TASK REQUIREMENTS:
**A)** Rewrite the Weather Shield firmware excerpt from "Example Firmware - Basic" up to and including "someday (Beerware license).", substituting "Arduino development environment" for every occurrence of "Arduino IDE".
**B)** Carry the Weather Shield firmware excerpt forward, beginning immediately after its final line.

SELECTED EXTRACT:
Example Firmware - Basic
Using the Weather Shield example in the Arduino IDE relies on the HTU21D and MPL3115A2 libraries. As of Arduino v1.6.x you can download the libraries through the Arduino Library Manager. Search for and install "SparkFun MPL3115" and "SparkFun HTU21D". For more information see our tutorial on using the Arduino library manager. For all the latest Arduino Weather Shield code, check out the Github Repository:
Or copy and paste the code below into the Arduino IDE:
language:c
/*
Weather Shield Example
By: Nathan Seidle
SparkFun Electronics
Date: June 10th, 2016
License: This code is public domain but you buy me a beer if you use this and we meet someday (Beerware license).

INFORMATION SUPPLIED:
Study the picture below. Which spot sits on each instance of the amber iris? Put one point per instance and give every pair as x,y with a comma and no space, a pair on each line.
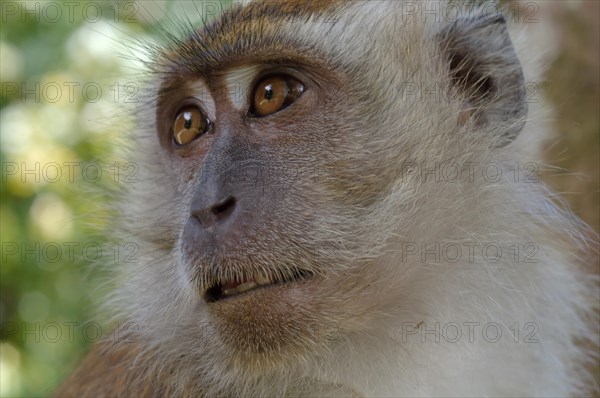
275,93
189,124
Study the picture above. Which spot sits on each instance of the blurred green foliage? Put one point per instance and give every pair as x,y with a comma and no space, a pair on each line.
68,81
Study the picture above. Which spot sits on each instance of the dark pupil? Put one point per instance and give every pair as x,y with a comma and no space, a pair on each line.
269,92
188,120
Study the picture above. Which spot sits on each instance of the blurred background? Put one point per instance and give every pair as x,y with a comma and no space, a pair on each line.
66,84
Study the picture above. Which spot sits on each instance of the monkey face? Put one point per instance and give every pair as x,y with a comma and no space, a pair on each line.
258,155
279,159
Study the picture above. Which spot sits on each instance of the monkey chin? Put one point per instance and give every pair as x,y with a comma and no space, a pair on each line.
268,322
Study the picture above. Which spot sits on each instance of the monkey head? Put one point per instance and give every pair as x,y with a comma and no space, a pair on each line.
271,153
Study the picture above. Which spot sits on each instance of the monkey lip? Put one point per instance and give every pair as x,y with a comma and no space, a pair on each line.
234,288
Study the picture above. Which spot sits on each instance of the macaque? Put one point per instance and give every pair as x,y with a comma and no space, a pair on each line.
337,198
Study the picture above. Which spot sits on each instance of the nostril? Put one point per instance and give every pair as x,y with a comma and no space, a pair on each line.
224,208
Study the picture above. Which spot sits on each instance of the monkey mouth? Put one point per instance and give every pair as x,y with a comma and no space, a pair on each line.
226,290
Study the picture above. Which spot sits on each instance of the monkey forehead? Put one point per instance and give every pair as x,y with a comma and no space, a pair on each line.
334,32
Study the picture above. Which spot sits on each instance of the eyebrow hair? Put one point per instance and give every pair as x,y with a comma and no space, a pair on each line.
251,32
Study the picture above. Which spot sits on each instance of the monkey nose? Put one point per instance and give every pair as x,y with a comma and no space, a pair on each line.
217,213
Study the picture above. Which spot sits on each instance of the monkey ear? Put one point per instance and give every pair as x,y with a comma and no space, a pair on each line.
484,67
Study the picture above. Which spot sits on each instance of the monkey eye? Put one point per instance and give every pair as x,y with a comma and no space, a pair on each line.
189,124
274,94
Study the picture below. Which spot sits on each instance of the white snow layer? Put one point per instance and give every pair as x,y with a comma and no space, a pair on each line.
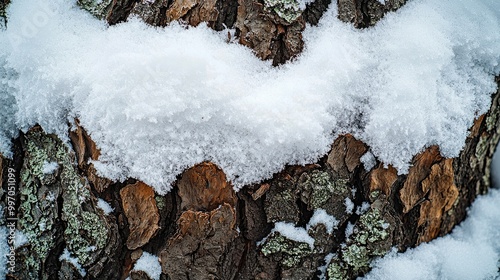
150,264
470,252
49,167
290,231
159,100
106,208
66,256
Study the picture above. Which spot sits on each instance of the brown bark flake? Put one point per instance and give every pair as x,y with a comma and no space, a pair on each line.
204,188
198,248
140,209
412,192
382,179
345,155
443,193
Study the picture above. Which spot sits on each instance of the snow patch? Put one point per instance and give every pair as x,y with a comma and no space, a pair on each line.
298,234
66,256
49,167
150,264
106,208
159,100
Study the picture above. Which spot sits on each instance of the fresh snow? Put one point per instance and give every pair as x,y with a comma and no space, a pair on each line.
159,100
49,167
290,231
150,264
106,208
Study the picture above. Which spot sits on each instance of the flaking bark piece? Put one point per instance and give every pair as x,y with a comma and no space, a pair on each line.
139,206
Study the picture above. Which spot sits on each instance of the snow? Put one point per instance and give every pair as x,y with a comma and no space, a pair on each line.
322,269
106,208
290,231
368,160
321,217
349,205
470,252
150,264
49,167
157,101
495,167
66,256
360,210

TASK RESPONSES:
**A)**
Example Firmware - Basic
Using the Weather Shield example in the Arduino development environment relies on the HTU21D and MPL3115A2 libraries. As of Arduino v1.6.x you can download the libraries through the Arduino Library Manager. Search for and install "SparkFun MPL3115" and "SparkFun HTU21D". For more information see our tutorial on using the Arduino library manager. For all the latest Arduino Weather Shield code, check out the Github Repository:
Or copy and paste the code below into the Arduino development environment:
language:c
/*
Weather Shield Example
By: Nathan Seidle
SparkFun Electronics
Date: June 10th, 2016
License: This code is public domain but you buy me a beer if you use this and we meet someday (Beerware license).

**B)**
This example prints the current humidity, air pressure, temperature and light levels.
The weather shield is capable of a lot. Be sure to checkout the other more advanced examples for creating
your own weather station.
*/
#include <Wire.h> //I2C needed for sensors
#include "SparkFunMPL3115A2.h" //Pressure sensor - Search "SparkFun MPL3115" and install from Library Manager
#include "SparkFunHTU21D.h" //Humidity sensor - Search "SparkFun HTU21D" and install from Library Manager
MPL3115A2 myPressure; //Create an instance of the pressure sensor
HTU21D myHumidity; //Create an instance of the humidity sensor
//Hardware pin definitions
//-=-=-=-=-=-=-=-=-=-=-=-=-=-=-=-=-=-=-=-=-=-=-=-=-=-=-=-=
const byte STAT_BLUE = 7;
const byte STAT_GREEN = 8;
const byte REFERENCE_3V3 = A3;
const byte LIGHT = A1;
const byte BATT = A2;
//Global Variables
//-=-=-=-=-=-=-=-=-=-=-=-=-=-=-=-=-=-=-=-=-=-=-=-=-=-=-=-=
long lastSecond; //The millis counter to see when a second rolls by
void setup()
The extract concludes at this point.